Journée des aidants : « la maladie crée la solitude »
Paris Notre-Dame du 6 octobre 2022
Francisco Petite est diacre permanent à la paroisse St-Antoine des Quinze-Vingts depuis vingt-cinq ans. Auxiliaire de vie à domicile pendant vingt-neuf ans, il fera partie des intervenants de la Journée des aidants, organisée par le vicariat des Personnes handicapées et la pastorale de la Santé du diocèse de Paris, le 8 octobre, à 15h, à la crypte de St-Dominique.
Paris Notre-Dame – Pourquoi organiser une Journée diocésaine à destination des aidants ?
Francisco Petite – Nous avons choisi pour thème ce verset de Marc – « Venez, reposez-vous un peu ! » (Mc 6, 31) – qui répond bien à un des besoins des aidants familiaux, à savoir prendre un temps de répit, de repos, de partage et de prière. Comme ancien auxiliaire de vie, je serais surtout là pour témoigner de mon expérience et écouter les uns et les autres.
P. N.-D. – S’inquiéter du sort des aidants est assez nouveau…
F. P. – Pendant des années, on a complètement occulté les aidants familiaux, en prenant essentiellement en compte les personnes malades ou handicapées. Or, l’expérience le démontre bien, ces personnes finissent par se fatiguer, s’user dans un accompagnement qui dure le plus souvent plusieurs années. Lorsqu’on est seul pour s’occuper de son conjoint, de son épouse, de son enfant, c’est extrêmement difficile car il faut une vigilance et une disponibilité de tous les instants, qui ne s’arrête pas la nuit et ne permet pas de prendre de vacances. Il n’est pas si rare que la personne aidante décède avant la personne malade, tellement l’épuisement physique et psychologique est profond. Il est très important que toute la société réfléchisse à la manière de soulager ces personnes.
P. N.-D. – Comment expliquer cette solitude ?
F. P. – La maladie crée la solitude. Au début, l’entourage est compatissant et propose de l’aide, mais au fur et à mesure du temps, les propositions se raréfient. La personne aidante est tellement accaparée par les soins et les demandes de la personne souffrante qu’elle n’est plus disponible pour son propre cercle d’amis et perd peu à peu le contact de ses proches. Il y aussi la peur de proposer son aide, d’entrer dans l’intimité d’une famille, d’un malade ; peur, aussi, de la chute, de devoir manipuler un lit, un fauteuil, sans avoir appris à le faire… Tous ces freins sont surtout les symptômes d’une peur plus profonde, celle d’être confronté à cette réalité, et de sortir de ce temps donné triste ou abattu.

Données fournies:
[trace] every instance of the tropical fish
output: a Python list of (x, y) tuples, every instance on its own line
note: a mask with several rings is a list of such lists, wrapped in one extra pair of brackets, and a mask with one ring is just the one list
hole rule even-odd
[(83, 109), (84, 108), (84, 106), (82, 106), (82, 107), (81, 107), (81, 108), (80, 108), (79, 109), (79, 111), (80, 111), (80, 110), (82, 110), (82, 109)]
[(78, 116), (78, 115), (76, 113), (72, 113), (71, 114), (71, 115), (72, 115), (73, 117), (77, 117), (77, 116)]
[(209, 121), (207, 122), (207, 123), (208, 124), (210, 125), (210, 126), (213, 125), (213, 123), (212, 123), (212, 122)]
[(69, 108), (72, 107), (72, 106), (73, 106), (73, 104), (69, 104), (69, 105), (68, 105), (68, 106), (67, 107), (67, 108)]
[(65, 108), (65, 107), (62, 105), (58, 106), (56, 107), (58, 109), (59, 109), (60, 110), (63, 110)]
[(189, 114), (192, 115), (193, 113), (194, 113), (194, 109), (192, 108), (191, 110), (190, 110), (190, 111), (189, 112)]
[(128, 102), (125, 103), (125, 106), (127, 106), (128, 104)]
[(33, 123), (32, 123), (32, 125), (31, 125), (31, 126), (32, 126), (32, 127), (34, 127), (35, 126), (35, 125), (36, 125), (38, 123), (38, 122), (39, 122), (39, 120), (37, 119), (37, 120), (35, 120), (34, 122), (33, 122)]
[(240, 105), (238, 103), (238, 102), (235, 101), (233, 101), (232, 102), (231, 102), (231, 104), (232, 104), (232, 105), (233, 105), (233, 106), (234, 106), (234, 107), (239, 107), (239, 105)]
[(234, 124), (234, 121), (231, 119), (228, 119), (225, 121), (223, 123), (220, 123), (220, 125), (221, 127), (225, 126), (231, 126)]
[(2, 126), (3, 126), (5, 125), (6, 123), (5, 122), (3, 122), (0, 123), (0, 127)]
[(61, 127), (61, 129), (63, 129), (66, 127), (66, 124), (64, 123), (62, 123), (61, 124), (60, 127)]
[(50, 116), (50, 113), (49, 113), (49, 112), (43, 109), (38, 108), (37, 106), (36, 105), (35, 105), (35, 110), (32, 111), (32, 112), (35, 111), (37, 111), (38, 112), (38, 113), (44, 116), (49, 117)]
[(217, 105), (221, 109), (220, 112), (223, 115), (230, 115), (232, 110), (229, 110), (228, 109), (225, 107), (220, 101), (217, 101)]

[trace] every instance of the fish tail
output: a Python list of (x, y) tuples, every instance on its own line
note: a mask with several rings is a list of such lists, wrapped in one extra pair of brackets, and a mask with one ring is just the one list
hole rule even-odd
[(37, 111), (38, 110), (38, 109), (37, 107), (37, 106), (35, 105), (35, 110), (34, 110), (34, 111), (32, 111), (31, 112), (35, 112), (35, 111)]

Consignes:
#1 Traduisez en anglais cette phrase de l'entretien sur la Journée des aidants : « Il est très important que toute la société réfléchisse à la manière de soulager ces personnes. »
#2 Recopiez l'entretien sur la Journée des aidants de « Paris Notre-Dame du » à « et les autres. ».

Corrigé:
#1 It is very important that society as a whole think about how to relieve these people.

#2
Paris Notre-Dame du 6 octobre 2022
Francisco Petite est diacre permanent à la paroisse St-Antoine des Quinze-Vingts depuis vingt-cinq ans. Auxiliaire de vie à domicile pendant vingt-neuf ans, il fera partie des intervenants de la Journée des aidants, organisée par le vicariat des Personnes handicapées et la pastorale de la Santé du diocèse de Paris, le 8 octobre, à 15h, à la crypte de St-Dominique.
Paris Notre-Dame – Pourquoi organiser une Journée diocésaine à destination des aidants ?
Francisco Petite – Nous avons choisi pour thème ce verset de Marc – « Venez, reposez-vous un peu ! » (Mc 6, 31) – qui répond bien à un des besoins des aidants familiaux, à savoir prendre un temps de répit, de repos, de partage et de prière. Comme ancien auxiliaire de vie, je serais surtout là pour témoigner de mon expérience et écouter les uns et les autres.